Records from a dataset ▸
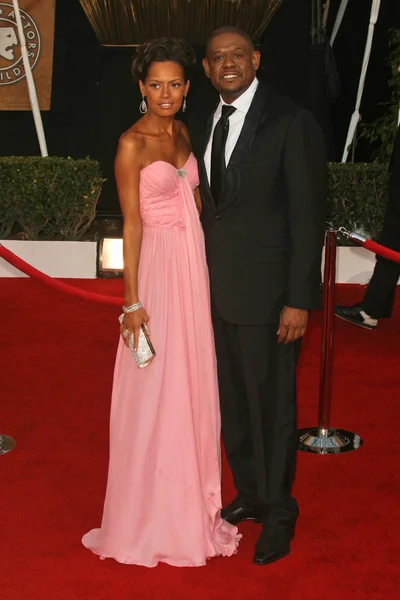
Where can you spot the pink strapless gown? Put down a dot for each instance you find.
(164, 493)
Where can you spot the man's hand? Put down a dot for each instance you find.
(292, 325)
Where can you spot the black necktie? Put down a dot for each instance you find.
(218, 166)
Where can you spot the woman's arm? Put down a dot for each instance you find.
(127, 175)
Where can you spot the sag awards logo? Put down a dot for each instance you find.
(11, 64)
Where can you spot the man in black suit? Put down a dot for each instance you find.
(263, 188)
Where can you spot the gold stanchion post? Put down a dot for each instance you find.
(324, 439)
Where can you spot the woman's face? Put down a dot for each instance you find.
(164, 88)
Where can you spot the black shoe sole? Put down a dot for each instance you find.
(276, 557)
(254, 519)
(363, 325)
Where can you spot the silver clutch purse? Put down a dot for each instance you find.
(145, 352)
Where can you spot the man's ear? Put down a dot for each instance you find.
(206, 67)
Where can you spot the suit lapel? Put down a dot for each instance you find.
(243, 146)
(203, 171)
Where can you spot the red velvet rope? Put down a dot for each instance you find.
(382, 250)
(23, 266)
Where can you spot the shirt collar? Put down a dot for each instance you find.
(242, 104)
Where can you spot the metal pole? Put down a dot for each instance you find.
(323, 439)
(325, 379)
(31, 84)
(317, 30)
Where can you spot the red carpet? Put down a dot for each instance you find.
(56, 357)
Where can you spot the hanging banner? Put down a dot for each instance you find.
(38, 22)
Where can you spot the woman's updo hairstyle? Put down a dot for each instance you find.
(163, 50)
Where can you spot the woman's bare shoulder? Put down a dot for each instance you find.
(131, 140)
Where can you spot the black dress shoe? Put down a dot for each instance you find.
(273, 545)
(236, 512)
(355, 314)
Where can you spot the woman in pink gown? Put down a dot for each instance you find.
(163, 496)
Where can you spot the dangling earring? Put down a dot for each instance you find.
(143, 106)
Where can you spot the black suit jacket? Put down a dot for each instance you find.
(264, 240)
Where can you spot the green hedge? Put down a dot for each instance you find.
(55, 198)
(49, 198)
(357, 196)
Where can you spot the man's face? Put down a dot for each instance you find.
(231, 64)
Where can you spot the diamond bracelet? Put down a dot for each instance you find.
(132, 307)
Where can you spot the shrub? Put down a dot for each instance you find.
(48, 198)
(56, 198)
(357, 197)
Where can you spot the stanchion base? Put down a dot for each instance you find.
(6, 444)
(328, 441)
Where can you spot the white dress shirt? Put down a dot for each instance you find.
(236, 120)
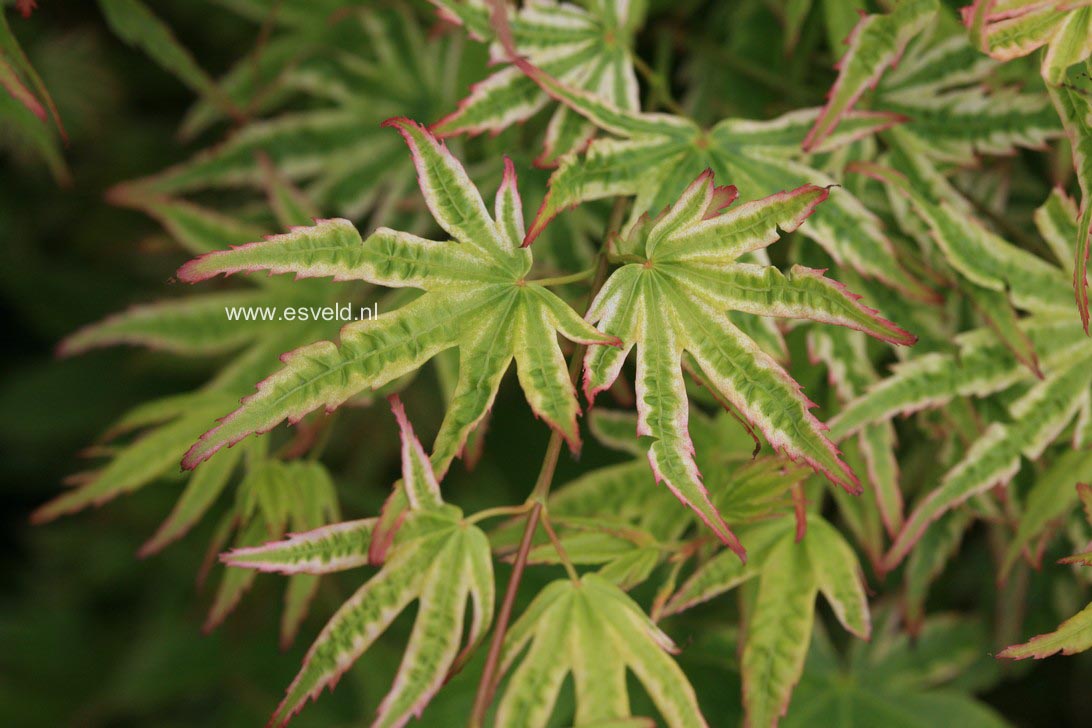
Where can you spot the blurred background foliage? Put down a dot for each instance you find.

YOUR OBJECTIVE ▸ Transcribe the data exactly, minus any images.

THE COMPLETED TASK ▸
Where can you spot the pink strapless gown? Put down a dot for each instance you find.
(164, 493)
Where can you spot the man's hand? Put down a dot for each instance you find.
(292, 325)
Where can you spot the black necktie? Put down a dot for each instance you find.
(218, 166)
Where can you spot the woman's arm? Put down a dot for each instance you find.
(127, 175)
Where can you spot the sag awards logo? Put down a dot for each instance you find.
(11, 64)
Where can you spot the man in black suit? Put down a dot for each instance you find.
(263, 188)
Where can you spot the gold stanchion post? Put down a dot for each instance you find.
(324, 439)
Where can you spot the woman's face? Put down a dot for each instance you find.
(164, 88)
Where can you spot the black shoe sole? Put down a dot for each instance you find.
(276, 557)
(254, 519)
(363, 325)
Where can you spot the silver clutch purse? Put down a dot for each instance you find.
(145, 352)
Where can you spot the man's ear? Put down a dot for each instance you find.
(206, 67)
Where can you spot the suit lapel? Put down a dot for each instance you find.
(243, 146)
(203, 171)
Where can you spot the red velvet rope? Put down a dot for each instance you find.
(382, 250)
(23, 266)
Where can you spot the shirt collar? Put down a dot for each instance you find.
(242, 104)
Where can you spot the metal pole? Put down a dot for each instance you find.
(323, 439)
(325, 379)
(31, 84)
(317, 30)
Where can you spot the red carpet? Put down a dot for each instance you find.
(56, 357)
Where can you spot the hanging banner? Put down a dot for each instance you find.
(38, 22)
Where can you spot the woman's updo hairstyle? Put down a dot for each instance you find.
(163, 50)
Where can you spot the woman's bare shoulder? Put down a dot for each instance you find.
(131, 140)
Where can you spot the black dress shoe? Put down a dot for each instance you find.
(273, 545)
(236, 512)
(355, 314)
Where can you spot the woman in pink gown? Put down a dot for each instance you find.
(163, 496)
Where can you spot the dangling earring? Put down a dot for each instance you find.
(143, 106)
Where can you spot the black suit jacket? Put down a dot for each instance you find.
(264, 240)
Where can you spot the green hedge? Put down a dot for each instance you find.
(55, 198)
(49, 198)
(357, 196)
Where can you spot the man's face? Put down a dot for each instance you find.
(231, 64)
Where can you spot the diamond bracelet? Put down a dot for each instance you find.
(132, 307)
Where can you spot the shrub? Put down a dot for each instance you find.
(48, 198)
(56, 198)
(357, 197)
Where can you spot the stanchion base? Put down a dot for each instance you find.
(6, 444)
(328, 441)
Where can you spot the white dress shirt? Put down a dot for each instance you find.
(236, 120)
Where can you spot the blurred background foliage? Put down a dot for each instance you find.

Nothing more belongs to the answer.